TRECHO DO TEXTO:
################
Uma das razões pelas quais Penella de Silva ficou tão
alterado é porque ele não gostava nada do general Perón. Também afirmava que
Evita era o verdadeiro motor do que considerava ser uma “revolução”.
Com as mudanças feitas por pessoas próximas a Perón, o
ex-presidente argentino ficou parecido com uma figura santa. O livro se
transformou em um convite para adorá-lo. Já Eva surgia quase que apenas como
uma pessoa que sustentava o mito. Na versão original do livro, cujos trechos são
publicados em “Evita y Yo”, percebe-se um trabalho mais rebuscado para retratar
a personagem e seu tempo, também mais jornalístico, crítico e menos laudatório.
“Para meu pai, a autêntica revolucionária era Eva Perón, e
não seu marido. Por isso se dedicou tanto a esse trabalho. Ele tinha grande
admiração por ela”, conta o filho.
################
INSTRUÇÕES A SEGUIR: Transcreva, sem alterar nada, tudo o que vai desde “Uma das razões” até “conta o filho.” no trecho sobre Penella de Silva e Evita.

DADOS:
################
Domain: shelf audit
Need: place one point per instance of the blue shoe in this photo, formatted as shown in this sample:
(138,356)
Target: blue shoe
################
EXERCÍCIO RESOLVIDO:
Uma das razões pelas quais Penella de Silva ficou tão
alterado é porque ele não gostava nada do general Perón. Também afirmava que
Evita era o verdadeiro motor do que considerava ser uma “revolução”.
Com as mudanças feitas por pessoas próximas a Perón, o
ex-presidente argentino ficou parecido com uma figura santa. O livro se
transformou em um convite para adorá-lo. Já Eva surgia quase que apenas como
uma pessoa que sustentava o mito. Na versão original do livro, cujos trechos são
publicados em “Evita y Yo”, percebe-se um trabalho mais rebuscado para retratar
a personagem e seu tempo, também mais jornalístico, crítico e menos laudatório.
“Para meu pai, a autêntica revolucionária era Eva Perón, e
não seu marido. Por isso se dedicou tanto a esse trabalho. Ele tinha grande
admiração por ela”, conta o filho.